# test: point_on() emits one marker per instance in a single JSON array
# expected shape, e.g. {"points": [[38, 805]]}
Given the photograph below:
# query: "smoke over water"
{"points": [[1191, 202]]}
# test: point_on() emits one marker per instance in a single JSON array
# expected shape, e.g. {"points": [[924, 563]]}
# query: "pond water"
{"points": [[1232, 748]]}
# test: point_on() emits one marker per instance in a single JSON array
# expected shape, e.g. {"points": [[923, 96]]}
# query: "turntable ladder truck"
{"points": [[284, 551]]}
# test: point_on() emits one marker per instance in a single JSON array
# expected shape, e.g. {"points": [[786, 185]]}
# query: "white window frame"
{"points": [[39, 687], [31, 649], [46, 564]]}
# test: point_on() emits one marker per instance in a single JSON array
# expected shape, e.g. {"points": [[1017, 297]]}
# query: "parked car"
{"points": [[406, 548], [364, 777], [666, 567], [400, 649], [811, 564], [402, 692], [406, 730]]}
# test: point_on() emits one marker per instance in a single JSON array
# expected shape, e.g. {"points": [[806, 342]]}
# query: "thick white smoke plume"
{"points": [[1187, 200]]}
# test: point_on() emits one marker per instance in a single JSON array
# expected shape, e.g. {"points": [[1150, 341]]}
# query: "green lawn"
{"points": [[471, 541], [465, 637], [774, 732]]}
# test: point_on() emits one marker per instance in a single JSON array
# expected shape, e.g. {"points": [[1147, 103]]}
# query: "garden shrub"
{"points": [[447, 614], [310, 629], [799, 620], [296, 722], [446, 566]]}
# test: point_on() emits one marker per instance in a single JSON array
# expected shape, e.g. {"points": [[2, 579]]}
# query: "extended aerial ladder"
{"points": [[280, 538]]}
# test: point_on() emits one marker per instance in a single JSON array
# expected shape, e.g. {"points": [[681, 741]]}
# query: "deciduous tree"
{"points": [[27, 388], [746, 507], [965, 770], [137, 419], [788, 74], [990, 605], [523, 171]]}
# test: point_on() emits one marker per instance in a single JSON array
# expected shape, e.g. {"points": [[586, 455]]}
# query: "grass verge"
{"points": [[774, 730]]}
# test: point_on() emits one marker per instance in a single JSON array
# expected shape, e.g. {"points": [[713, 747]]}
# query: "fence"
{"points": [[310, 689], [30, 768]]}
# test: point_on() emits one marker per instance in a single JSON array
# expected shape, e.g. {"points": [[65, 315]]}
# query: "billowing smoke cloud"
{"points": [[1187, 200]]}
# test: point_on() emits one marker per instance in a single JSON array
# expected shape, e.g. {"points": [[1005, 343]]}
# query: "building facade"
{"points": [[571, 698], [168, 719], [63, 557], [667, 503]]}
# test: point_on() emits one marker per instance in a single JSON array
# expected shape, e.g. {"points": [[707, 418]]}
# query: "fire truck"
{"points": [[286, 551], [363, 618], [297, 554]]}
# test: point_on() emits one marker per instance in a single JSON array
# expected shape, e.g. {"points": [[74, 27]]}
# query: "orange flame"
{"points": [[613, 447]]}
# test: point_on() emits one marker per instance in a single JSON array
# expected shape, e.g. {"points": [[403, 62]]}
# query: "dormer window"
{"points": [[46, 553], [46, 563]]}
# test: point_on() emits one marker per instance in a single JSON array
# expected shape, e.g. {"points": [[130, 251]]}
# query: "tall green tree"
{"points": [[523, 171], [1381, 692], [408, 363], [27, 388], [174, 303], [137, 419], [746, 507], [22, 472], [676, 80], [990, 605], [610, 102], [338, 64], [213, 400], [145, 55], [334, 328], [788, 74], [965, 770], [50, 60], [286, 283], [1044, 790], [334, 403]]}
==========
Goal:
Write out the entries in full, exactly as given.

Answer to the task:
# test: point_on() emits one marker per instance in a single JSON array
# expected shape, e.g. {"points": [[38, 805]]}
Given the photograph below:
# query: "smoke over water"
{"points": [[1191, 202]]}
# test: point_on() emits one marker per instance in a single JSON array
# expected shape, e.g. {"points": [[924, 563]]}
# query: "pond water"
{"points": [[1232, 748]]}
# test: point_on() emits one marker per instance in a single JSON array
# expected shape, e.g. {"points": [[923, 96]]}
# query: "turntable ladder truck"
{"points": [[284, 551]]}
# test: point_on() emits one marker per instance in a single JSON array
# expected shape, e.g. {"points": [[786, 185]]}
# query: "white window frame"
{"points": [[39, 687], [31, 649], [46, 564]]}
# test: point_on() emits one marker per instance in a single JSON array
# expected shape, e.g. {"points": [[1017, 297]]}
# query: "parked car"
{"points": [[406, 548], [364, 777], [666, 567], [400, 649], [811, 564], [402, 692], [406, 730]]}
# test: point_on() emits one marker per instance in a single JSON array
# expected shape, e.g. {"points": [[806, 342]]}
# query: "thick white smoke plume"
{"points": [[1187, 200]]}
# test: point_on() emits one marker per instance in a single JSON array
# expected shape, e.g. {"points": [[1150, 341]]}
# query: "green lawn"
{"points": [[471, 541], [465, 637], [774, 732]]}
# test: point_on() emits one marker per instance in a single JSON array
# expected shape, e.g. {"points": [[1147, 103]]}
# query: "garden shrub"
{"points": [[447, 614], [310, 629], [799, 620], [296, 722], [446, 566]]}
# test: point_on() emits one marker per instance in a single JSON array
# expected shape, e.g. {"points": [[2, 579]]}
# query: "extended aerial ladder"
{"points": [[280, 538]]}
# test: point_on() emits one marker per instance in a single JSON array
# expected shape, e.g. {"points": [[681, 741]]}
# query: "deciduous tree"
{"points": [[27, 388], [746, 507], [965, 770], [137, 419], [788, 74], [990, 605], [523, 171]]}
# test: point_on() emits one marker per instance in a single JSON array
# expected shape, e.g. {"points": [[586, 455]]}
# query: "grass verge"
{"points": [[774, 730]]}
# test: point_on() emits one marker per instance in a single JSON array
# expected shape, e.g. {"points": [[713, 747]]}
# query: "fence"
{"points": [[310, 689], [30, 768]]}
# test: point_on() emits one marker per instance in a single JSON array
# expected shape, e.g. {"points": [[65, 315]]}
# query: "billowing smoke cloud"
{"points": [[1187, 200]]}
# test: point_on() emits one marker per instance in a single JSON array
# expected shape, e.g. {"points": [[1005, 343]]}
# query: "building facade"
{"points": [[571, 698], [168, 719], [63, 557], [667, 503]]}
# test: point_on() emits one marker per instance in a single JSON array
# expected shape, e.g. {"points": [[707, 418]]}
# query: "fire truck"
{"points": [[286, 551], [363, 618], [297, 554]]}
# test: point_on() emits one marker per instance in a single JSON array
# expected shape, e.g. {"points": [[74, 27]]}
# query: "orange flame"
{"points": [[613, 447]]}
# test: point_on() emits one marker per instance in a single JSON array
# expected shape, e.g. {"points": [[403, 62]]}
# query: "dormer window"
{"points": [[46, 553], [46, 563]]}
# test: point_on() emits one marker per instance in a single JSON array
# expected shape, e.g. {"points": [[130, 251]]}
# query: "tall green tree"
{"points": [[523, 171], [1381, 692], [408, 363], [27, 388], [174, 303], [137, 419], [746, 507], [22, 472], [676, 80], [990, 605], [610, 102], [338, 64], [213, 400], [145, 55], [334, 328], [788, 74], [965, 770], [50, 60], [286, 283], [1044, 790], [334, 403]]}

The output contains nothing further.